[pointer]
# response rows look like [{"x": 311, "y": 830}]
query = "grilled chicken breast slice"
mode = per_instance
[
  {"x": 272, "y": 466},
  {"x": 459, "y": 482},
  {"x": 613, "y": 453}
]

Your objective: Reproduce the listing above verbatim.

Output below:
[pointer]
# response rows look like [{"x": 311, "y": 830}]
query = "grilled chicken breast slice"
mode = per_instance
[
  {"x": 272, "y": 466},
  {"x": 459, "y": 482},
  {"x": 613, "y": 453}
]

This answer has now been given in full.